TEXT PASSAGE: Begin

The process of running a trained model to produce output for new input. Inference is what happens every time you send a prompt to an LLM.

What Is Inference

Inference is the act of using a model after training. You hand it an input — text, image, audio — and it produces output by running the input through its frozen weights. Training builds the model; inference uses it. Every ChatGPT message, every image generation, every embedding lookup is an inference call. Use the term whenever you’re talking about cost, latency, or scaling of a deployed model rather than the training run.

TEXT PASSAGE: End
DATA SECTION: Begin

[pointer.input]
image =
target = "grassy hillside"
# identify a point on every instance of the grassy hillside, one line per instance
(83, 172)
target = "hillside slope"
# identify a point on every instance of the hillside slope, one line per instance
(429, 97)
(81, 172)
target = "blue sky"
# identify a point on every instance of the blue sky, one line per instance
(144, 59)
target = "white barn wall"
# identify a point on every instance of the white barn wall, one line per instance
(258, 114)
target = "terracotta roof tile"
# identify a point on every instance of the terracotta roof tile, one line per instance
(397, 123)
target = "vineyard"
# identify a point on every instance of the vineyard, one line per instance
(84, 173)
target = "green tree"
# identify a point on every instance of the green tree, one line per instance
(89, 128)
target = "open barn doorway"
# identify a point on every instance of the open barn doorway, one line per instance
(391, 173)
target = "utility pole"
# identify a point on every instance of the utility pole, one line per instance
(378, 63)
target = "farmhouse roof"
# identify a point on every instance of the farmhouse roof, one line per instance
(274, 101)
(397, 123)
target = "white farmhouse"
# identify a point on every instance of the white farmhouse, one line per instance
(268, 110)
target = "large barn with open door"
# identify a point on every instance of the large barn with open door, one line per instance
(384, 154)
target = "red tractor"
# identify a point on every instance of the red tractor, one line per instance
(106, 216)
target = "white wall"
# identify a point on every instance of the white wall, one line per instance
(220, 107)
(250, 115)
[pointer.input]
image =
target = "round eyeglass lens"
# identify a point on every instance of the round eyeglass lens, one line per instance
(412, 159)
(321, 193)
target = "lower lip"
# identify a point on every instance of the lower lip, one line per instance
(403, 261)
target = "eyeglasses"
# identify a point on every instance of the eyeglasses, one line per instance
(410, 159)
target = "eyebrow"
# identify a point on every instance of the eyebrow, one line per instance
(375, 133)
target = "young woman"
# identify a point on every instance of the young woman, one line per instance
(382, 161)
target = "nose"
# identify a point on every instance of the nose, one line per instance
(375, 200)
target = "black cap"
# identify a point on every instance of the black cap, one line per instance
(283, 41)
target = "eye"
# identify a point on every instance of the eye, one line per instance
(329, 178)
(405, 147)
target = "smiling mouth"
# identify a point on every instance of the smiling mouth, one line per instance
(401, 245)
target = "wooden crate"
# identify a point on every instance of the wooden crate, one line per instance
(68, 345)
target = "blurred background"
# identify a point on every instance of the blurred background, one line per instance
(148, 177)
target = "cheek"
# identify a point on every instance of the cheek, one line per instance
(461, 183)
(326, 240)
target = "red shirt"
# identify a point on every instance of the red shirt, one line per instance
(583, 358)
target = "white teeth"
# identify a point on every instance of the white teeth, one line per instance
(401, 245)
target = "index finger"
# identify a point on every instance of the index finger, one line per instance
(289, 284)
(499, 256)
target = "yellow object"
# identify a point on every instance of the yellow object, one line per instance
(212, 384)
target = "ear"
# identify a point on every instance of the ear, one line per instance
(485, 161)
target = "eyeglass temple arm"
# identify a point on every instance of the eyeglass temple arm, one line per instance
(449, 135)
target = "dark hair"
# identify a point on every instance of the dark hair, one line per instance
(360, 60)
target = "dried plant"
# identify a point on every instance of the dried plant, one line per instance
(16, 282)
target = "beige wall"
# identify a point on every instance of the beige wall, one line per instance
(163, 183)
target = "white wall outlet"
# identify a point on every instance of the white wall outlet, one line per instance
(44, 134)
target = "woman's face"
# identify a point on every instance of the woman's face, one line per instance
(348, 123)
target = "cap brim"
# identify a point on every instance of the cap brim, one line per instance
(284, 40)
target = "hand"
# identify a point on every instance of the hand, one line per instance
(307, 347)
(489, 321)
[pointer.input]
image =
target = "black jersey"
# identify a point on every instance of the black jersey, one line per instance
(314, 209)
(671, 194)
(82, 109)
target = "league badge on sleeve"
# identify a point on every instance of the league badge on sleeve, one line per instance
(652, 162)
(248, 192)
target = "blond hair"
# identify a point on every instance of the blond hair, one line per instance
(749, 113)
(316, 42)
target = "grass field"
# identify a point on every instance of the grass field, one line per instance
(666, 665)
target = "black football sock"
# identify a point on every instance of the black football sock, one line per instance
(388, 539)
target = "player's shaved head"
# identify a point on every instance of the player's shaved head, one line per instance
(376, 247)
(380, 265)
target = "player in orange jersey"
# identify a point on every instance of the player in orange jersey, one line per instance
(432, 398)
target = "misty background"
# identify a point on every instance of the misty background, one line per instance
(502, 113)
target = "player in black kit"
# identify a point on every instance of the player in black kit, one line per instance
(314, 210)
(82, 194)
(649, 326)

DATA SECTION: End

EXERCISE REQUIREMENTS
- 1) Extract from the passage on inference the part that opens with the words containing "The process of" and closes with "the training run.".
- 2) Continue the passage on inference after its last sentence.
The lines are material separate from the passage on inference.

ANSWERS PROVIDED
- 1)
The process of running a trained model to produce output for new input. Inference is what happens every time you send a prompt to an LLM.

What Is Inference

Inference is the act of using a model after training. You hand it an input — text, image, audio — and it produces output by running the input through its frozen weights. Training builds the model; inference uses it. Every ChatGPT message, every image generation, every embedding lookup is an inference call. Use the term whenever you’re talking about cost, latency, or scaling of a deployed model rather than the training run.

- 2)
Training vs Inference

  • Training — adjusts the model’s weights using gradient descent over millions of examples. Done once, takes weeks, runs on huge GPU clusters
  • Inference — keeps weights frozen, computes a forward pass for one input. Done billions of times, takes milliseconds to seconds, runs on anything from a phone to a multi-GPU server

What Drives Inference Cost

  • Model size — a 70B model needs more memory and compute per token than a 7B
  • Sequence length — longer prompts and longer outputs each scale roughly linearly
  • Batch size — bigger batches use the GPU more efficiently but raise latency for any single user
  • Precision — FP16, INT8, INT4 quantization trades accuracy for speed
  • Hardware — H100, A100, TPU v5, Apple Silicon, or CPU — each has its own cost-per-token

Inference Stacks

  • vLLM — high-throughput open-source server, PagedAttention
  • TensorRT-LLMNVIDIA’s optimized stack
  • llama.cpp — CPU and consumer-GPU inference
  • Ollama — local model runner built on llama.cpp
  • Hosted APIs — OpenAI, Anthropic, Together, Groq, Fireworks abstract the stack away

When someone says “inference is the bottleneck,” they mean it’s the recurring cost — training is one-time, but every user message pays for inference.